BEFORE:     FEINBERG, MINER, and HALL, Circuit Judges.
______________________

         Appeal from a judgment of conviction entered December 4, 2006, in the United States
District Court for the Southern District of New York (Wood, C.J.). Kelley was convicted of four
counts of securities fraud, in violation of 15 U.S.C. §§ 78j(b) and 78ff, and 17 C.F.R. § 240.10b-5;
and three counts of wire fraud in violation of 18 U.S.C. §§ 1343 and 2. In this opinion, we address
whether the district court erred in admitting evidence of the bogus account statements sent by the
defendant to the victims on the grounds that such evidence is impermissible in the context of the
charged securities violations when the account statements were sent after the purchases of the
securities and were not made in connection with the purchase or sale of securities. We hold that
although the use of bogus account statements to lull defrauded investors is not in and of itself
sufficient to establish a securities law violation, the use of such statements is relevant as evidence to
prove, inter alia, the defendant’s intent to defraud and the extent of the scheme employed.

_Dataset_
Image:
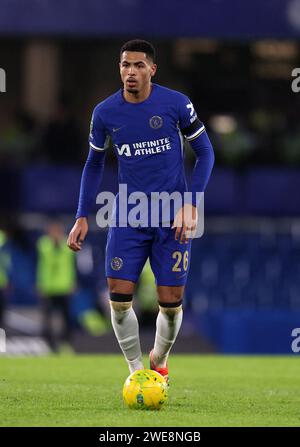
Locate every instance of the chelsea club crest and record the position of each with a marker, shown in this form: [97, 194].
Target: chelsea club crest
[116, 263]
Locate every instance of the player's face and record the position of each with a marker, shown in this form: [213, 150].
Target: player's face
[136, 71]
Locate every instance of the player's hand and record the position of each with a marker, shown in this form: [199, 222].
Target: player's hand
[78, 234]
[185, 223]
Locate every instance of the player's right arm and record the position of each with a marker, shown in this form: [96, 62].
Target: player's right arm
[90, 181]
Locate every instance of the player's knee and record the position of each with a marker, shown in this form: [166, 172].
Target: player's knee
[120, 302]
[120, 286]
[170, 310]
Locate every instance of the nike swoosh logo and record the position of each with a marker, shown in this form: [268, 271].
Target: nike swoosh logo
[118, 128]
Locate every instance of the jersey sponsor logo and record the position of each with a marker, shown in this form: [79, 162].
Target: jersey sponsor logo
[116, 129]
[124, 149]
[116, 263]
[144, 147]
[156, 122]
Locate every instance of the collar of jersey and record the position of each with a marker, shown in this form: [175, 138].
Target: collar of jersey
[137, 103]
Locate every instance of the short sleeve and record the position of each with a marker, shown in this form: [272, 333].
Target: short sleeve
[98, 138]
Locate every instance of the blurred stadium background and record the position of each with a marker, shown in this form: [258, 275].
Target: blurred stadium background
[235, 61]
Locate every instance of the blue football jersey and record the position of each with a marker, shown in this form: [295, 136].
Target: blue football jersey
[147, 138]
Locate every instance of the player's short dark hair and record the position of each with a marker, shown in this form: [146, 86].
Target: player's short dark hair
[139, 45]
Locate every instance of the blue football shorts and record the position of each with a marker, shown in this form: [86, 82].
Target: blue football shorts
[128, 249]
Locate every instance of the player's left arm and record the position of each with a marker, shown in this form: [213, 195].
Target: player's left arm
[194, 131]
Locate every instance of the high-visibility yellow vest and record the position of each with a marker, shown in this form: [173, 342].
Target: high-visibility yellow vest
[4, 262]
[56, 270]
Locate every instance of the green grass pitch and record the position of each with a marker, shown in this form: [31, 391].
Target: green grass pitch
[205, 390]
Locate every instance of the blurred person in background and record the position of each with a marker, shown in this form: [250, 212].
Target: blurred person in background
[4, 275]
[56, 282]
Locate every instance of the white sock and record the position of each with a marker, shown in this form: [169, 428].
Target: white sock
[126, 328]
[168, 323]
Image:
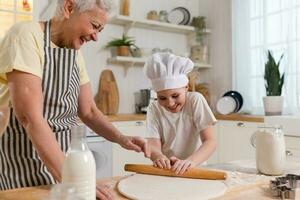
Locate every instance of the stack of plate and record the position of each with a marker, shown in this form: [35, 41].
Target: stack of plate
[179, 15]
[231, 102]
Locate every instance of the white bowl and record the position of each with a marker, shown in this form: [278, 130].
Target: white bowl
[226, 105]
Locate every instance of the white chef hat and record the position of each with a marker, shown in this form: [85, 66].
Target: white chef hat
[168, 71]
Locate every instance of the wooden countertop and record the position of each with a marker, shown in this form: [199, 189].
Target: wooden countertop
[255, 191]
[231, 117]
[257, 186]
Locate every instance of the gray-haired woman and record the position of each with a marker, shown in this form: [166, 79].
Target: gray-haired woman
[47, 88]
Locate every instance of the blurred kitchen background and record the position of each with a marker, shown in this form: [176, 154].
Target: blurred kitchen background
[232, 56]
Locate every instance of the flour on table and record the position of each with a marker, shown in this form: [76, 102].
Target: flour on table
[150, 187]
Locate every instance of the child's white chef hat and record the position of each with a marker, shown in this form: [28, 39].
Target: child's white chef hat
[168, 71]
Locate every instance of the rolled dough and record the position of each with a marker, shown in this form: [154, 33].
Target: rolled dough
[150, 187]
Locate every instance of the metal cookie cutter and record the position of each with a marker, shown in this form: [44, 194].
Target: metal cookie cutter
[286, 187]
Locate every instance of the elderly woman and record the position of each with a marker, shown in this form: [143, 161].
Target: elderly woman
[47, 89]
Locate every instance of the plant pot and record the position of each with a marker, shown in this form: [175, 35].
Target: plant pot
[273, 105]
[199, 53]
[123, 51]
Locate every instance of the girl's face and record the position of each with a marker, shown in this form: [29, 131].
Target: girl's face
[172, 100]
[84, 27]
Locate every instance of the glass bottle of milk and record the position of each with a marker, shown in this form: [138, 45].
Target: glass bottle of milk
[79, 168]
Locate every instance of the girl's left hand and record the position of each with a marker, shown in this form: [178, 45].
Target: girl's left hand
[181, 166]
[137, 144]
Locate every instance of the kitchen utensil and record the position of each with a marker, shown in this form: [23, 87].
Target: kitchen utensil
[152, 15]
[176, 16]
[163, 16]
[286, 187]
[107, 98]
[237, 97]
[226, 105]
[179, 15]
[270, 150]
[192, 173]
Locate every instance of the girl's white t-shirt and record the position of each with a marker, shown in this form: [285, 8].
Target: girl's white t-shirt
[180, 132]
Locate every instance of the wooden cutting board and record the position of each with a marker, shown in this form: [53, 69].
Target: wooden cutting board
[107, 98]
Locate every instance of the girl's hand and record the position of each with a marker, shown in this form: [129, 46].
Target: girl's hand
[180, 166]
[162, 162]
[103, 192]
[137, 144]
* * *
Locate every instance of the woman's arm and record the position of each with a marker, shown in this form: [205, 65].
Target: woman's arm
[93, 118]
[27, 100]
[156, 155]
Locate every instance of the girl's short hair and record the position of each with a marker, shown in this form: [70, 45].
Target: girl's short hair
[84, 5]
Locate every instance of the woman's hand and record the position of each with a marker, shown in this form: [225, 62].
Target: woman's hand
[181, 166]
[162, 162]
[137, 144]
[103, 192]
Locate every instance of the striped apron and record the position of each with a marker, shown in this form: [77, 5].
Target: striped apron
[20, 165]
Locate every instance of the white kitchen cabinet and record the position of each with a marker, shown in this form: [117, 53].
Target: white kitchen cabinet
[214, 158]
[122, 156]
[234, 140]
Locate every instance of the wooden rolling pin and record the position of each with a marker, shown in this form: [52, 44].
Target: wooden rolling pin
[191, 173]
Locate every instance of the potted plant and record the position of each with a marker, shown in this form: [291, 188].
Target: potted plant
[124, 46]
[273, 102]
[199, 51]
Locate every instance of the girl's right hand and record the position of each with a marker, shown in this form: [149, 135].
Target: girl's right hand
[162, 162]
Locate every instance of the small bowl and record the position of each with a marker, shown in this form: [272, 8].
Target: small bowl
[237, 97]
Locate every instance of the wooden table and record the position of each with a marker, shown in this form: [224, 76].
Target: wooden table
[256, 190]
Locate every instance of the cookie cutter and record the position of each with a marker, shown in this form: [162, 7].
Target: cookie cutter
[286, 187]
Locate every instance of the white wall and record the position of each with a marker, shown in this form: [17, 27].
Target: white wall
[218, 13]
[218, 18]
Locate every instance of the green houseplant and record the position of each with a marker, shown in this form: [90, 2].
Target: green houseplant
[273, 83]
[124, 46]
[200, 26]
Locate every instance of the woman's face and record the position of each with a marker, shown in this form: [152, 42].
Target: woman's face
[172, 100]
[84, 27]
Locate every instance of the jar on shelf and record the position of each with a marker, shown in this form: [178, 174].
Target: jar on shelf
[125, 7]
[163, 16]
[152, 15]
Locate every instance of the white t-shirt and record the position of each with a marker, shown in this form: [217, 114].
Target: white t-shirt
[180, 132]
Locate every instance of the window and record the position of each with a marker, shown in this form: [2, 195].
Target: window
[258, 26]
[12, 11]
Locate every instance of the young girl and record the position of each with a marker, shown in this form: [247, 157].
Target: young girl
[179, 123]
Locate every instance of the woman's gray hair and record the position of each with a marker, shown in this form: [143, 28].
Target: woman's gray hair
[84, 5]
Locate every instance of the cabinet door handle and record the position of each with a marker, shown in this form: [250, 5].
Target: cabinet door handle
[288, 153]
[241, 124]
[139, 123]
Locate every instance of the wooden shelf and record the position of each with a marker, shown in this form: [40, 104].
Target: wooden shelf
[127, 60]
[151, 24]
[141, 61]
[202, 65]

_Set tasks_
1. According to the court opinion extract, on what date was the judgment of conviction entered?
2. Report how many lines of the records contain the string "utensil", treating case as significant. Give only the number.

_Final results_
1. December 4, 2006.

2. 2